途经罗布泊东 —— 初识楼兰公主
——《香生行吟录・南湖夜话》卷之十一
只为路对面四个大字,我们此行差点陷入 “滑铁卢”,或许进入这个地方,真会遭遇传说中楼兰公主的诅咒?从敦煌到阿克塞县转入 G215 国道,行驶至当金山口青海、甘肃交界线段后,国道右侧有一条简易公路延伸而出。车子开下山沟 —— 这里或许曾是河道,如今算是两省界沟 —— 公路过沟后开始登山,沿着 “之” 字形道路向山顶盘旋。 对面第一个冲坡的路口,国道旁立着一块醒目的大招牌,上书 “罗布泊东”。沟口处有几间屋子、一个简易停车场,还有小卖部、修车铺,工作人员会向外地进山车辆收取 “影视拍摄基地参观费”。老板说:“这条路确实是从罗布泊东部边缘进入的路线之一,直线距离约 200 公里,但实际需绕行大量戈壁与盐碱地,车程可能超 300 公里;一旦迷路,便会陷入万劫不复之境!”

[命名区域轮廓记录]

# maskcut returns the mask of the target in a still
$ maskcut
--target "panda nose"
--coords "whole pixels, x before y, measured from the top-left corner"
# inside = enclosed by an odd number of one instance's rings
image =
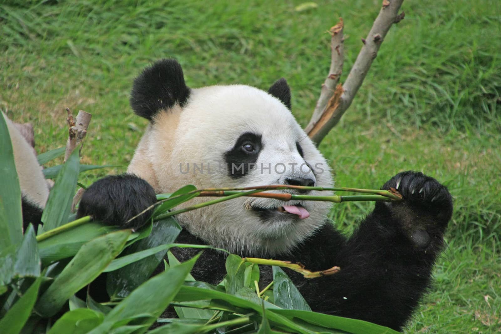
[[[305,186],[307,187],[313,187],[315,185],[315,181],[312,179],[307,179],[302,177],[294,177],[286,179],[285,184],[291,186]],[[302,193],[310,191],[310,190],[305,190],[303,189],[297,189],[297,190]]]

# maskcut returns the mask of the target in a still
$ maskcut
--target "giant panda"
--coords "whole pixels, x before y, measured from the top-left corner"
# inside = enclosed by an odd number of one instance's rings
[[[327,161],[291,113],[283,79],[268,92],[240,85],[189,88],[180,65],[162,60],[135,79],[130,102],[149,125],[127,174],[91,185],[79,216],[123,224],[154,203],[155,193],[189,184],[333,184]],[[312,270],[339,266],[338,273],[313,279],[288,273],[313,310],[400,330],[430,285],[452,202],[445,186],[420,172],[399,173],[382,186],[390,187],[404,200],[377,202],[349,237],[327,219],[330,206],[325,202],[246,197],[178,215],[183,229],[177,241],[300,262]],[[127,226],[137,228],[147,218],[143,215]],[[181,260],[196,252],[174,252]],[[225,256],[206,250],[193,276],[217,284],[225,273]],[[266,283],[271,270],[262,267]]]
[[[36,229],[42,223],[42,213],[49,198],[49,186],[37,160],[33,127],[19,124],[2,112],[11,137],[14,163],[21,190],[23,228],[30,223]]]

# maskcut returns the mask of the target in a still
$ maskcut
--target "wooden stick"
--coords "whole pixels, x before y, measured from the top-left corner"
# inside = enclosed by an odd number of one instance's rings
[[[92,117],[92,114],[83,110],[79,110],[77,117],[74,119],[69,108],[67,108],[66,111],[68,112],[68,118],[66,119],[66,121],[70,128],[68,130],[69,136],[68,141],[66,142],[66,150],[64,154],[65,162],[70,157],[70,155],[73,152],[77,145],[84,141],[87,133],[89,123],[90,123],[91,118]],[[80,151],[81,150],[82,146],[80,146]]]
[[[310,133],[325,112],[328,103],[334,95],[339,78],[343,73],[343,63],[344,62],[343,27],[343,19],[340,18],[339,22],[329,31],[331,34],[331,67],[329,69],[329,75],[322,85],[320,97],[313,111],[311,120],[305,130],[307,133]]]
[[[338,85],[336,90],[332,92],[329,98],[329,103],[321,114],[319,115],[318,112],[315,112],[317,111],[316,108],[306,131],[308,136],[317,144],[320,144],[331,129],[339,122],[341,116],[350,107],[355,94],[362,85],[365,76],[369,72],[372,61],[377,56],[381,44],[392,25],[400,22],[405,17],[405,13],[403,12],[398,14],[398,11],[403,2],[403,0],[383,0],[382,7],[374,21],[369,35],[365,39],[362,39],[363,46],[346,81],[342,86]],[[342,24],[342,21],[341,23]],[[333,36],[333,39],[334,38],[334,36]],[[342,37],[341,38],[342,39]],[[333,53],[334,51],[335,50],[333,50]],[[336,59],[336,61],[338,61],[339,57],[336,58],[336,55],[333,55],[331,68],[333,66],[333,62],[335,59]],[[319,109],[321,107],[321,102],[325,100],[327,96],[327,93],[324,94],[325,90],[323,87],[320,99],[317,103]]]

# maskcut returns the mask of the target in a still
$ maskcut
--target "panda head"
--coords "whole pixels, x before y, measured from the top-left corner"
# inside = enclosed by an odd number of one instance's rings
[[[150,123],[128,172],[145,179],[157,193],[187,184],[199,189],[332,186],[328,164],[294,119],[290,101],[283,79],[268,92],[240,85],[190,89],[178,63],[157,62],[134,83],[131,105]],[[185,205],[208,199],[197,198]],[[245,197],[177,218],[210,244],[272,256],[287,254],[313,235],[325,223],[330,206]]]

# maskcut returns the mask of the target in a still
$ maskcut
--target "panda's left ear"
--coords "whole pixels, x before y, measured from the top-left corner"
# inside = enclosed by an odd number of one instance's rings
[[[289,110],[291,110],[291,88],[285,79],[282,78],[272,85],[268,90],[268,93],[282,102]]]

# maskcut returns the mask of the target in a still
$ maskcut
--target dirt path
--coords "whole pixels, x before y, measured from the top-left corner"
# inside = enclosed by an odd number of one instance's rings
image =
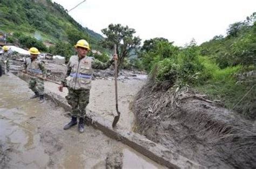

所问内容.
[1] 在罗布泊东游记中,沟口处有哪些设施?请逐一列出。
[2] 续写罗布泊东游记,从文中最后一句之后接着往下写。

所给答案.
[1] 几间屋子、一个简易停车场、小卖部、修车铺。

[2]
这里的全称是新疆维吾尔自治区巴音郭楞蒙古自治州若羌县罗布泊镇。这个地名虽长,却包含两项 “国内第一”:若羌县是全国面积最大的县,行政区域面积 202298 平方千米,约相当于 2 个江苏省或浙江省;罗布泊镇则以 5 万多平方公里面积、四千多人口,成为我国目前面积最大的建制镇。它设立于 2002 年 1 月 23 日,是楼兰古国消失 1500 多年后,罗布泊无人区诞生的首个政府机构。据说罗布泊镇刚设立时,只有一排小房子、一个派出所、一个路政机构,流动人口约 200 人 —— 除了一栋二层小楼的镇政府大楼、十几名工作人员与钾盐公司员工,只剩两三家修车铺、两家小餐馆、两个小超市和一个小加油站,再无其他公辅或民用设施。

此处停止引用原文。